Document:
Hi There.  Mike Brady with Generosity Wealth Management; a comprehensive full service financial services firm headquarters right here in Boulder Colorado.  So I want to talk a little bit about non-market stuff first, but it is relevant and I think you’ll find it interesting.  With all the news about handgun violence in Chicago or mass shootings, if you were to ask most people are we in a more violent America today than we were 25 or 30 years ago?  I’m going to make a statement that most people would say yes.  But the reality is that’s just not true.

I’m going to put a chart up there and you’re going to see that one of the biggest successes that we’ve had over the last 20 or 30 years is our decrease in violent crime.  And, of course, we want it down to zero don’t get me wrong, but that is one of the trends that has been kind of missed when you’re watching news on a daily basis.  What about property crime?  Are you more susceptible to property crime?  Actually no.  I’m going to put a chart up there on the screen and you’re going to see that same kind of a trend, we actually are living in a less violent America than we were 25 years ago than we are today, even though you might not feel it.  Property crime is the same type of thing, you’re actually safer and your valuables, et cetera, than you were 25 or 30 years ago, even though you might not feel it.  And I would say when it happens to you it certainly becomes personal and it certainly doesn’t feel like when I throw a chart up there you’re like wait a second, but I was impacted dramatically by it on a personal basis.

The reason why I bring this up is when we look at the news, when we look at the markets we might get all worked up, we might have the same perception that everything is going down the tube, particularly when it might happen to us, we’re like oh my gosh I used to have X amount and now I have a little bit less from whatever point that you particularly pick.  And many times I would say that you pick a point that’s pretty short.  You have long-term goals yet you pick a point, a high point, that’s short-term, which in my mind makes no sense.

Written exercise 1:
In the listing, rewrite everything from the line containing "[locate] water column" down to the end of the listing, requests included, and give only those lines. Multiply each point coordinate in the answers by 0.45, rounding to whole numbers with halves rounded up.
The listing that comes next has no connection to the talk.

Stored rows:
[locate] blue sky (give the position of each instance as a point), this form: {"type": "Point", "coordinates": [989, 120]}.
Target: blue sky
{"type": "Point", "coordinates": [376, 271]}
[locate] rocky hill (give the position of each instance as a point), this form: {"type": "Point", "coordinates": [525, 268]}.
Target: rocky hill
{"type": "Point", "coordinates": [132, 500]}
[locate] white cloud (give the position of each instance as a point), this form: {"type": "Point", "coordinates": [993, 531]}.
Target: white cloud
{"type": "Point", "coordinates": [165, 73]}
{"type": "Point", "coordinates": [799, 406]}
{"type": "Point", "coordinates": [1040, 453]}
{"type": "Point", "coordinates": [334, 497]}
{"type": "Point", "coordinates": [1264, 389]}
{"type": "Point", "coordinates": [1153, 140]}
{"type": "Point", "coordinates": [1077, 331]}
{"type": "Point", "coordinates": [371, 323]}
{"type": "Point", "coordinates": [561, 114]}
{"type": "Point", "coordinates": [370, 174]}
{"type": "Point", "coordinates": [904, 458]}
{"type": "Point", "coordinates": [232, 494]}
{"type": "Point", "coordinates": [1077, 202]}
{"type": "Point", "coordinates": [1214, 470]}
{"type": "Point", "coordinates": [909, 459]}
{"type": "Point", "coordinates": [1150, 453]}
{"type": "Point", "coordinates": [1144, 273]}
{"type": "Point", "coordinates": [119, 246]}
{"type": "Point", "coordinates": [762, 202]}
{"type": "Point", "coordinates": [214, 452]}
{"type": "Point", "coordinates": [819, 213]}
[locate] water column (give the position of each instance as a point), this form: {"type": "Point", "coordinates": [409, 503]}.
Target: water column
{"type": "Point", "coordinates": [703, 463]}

Written exercise 2:
Answer these questions about the talk:
(a) In which city and state is Generosity Wealth Management headquartered?
(b) Compared with 25 or 30 years ago, are people more or less susceptible to property crime?
(c) When people measure what they have lost, what kind of point do they often pick, in the speaker's view?

Solution 1:
[locate] water column (give the position of each instance as a point), this form: {"type": "Point", "coordinates": [409, 503]}.
Target: water column
{"type": "Point", "coordinates": [316, 208]}

Solution 2:
(a) Boulder, Colorado.
(b) Less susceptible; people are safer than they were 25 or 30 years ago.
(c) A high point that is short-term.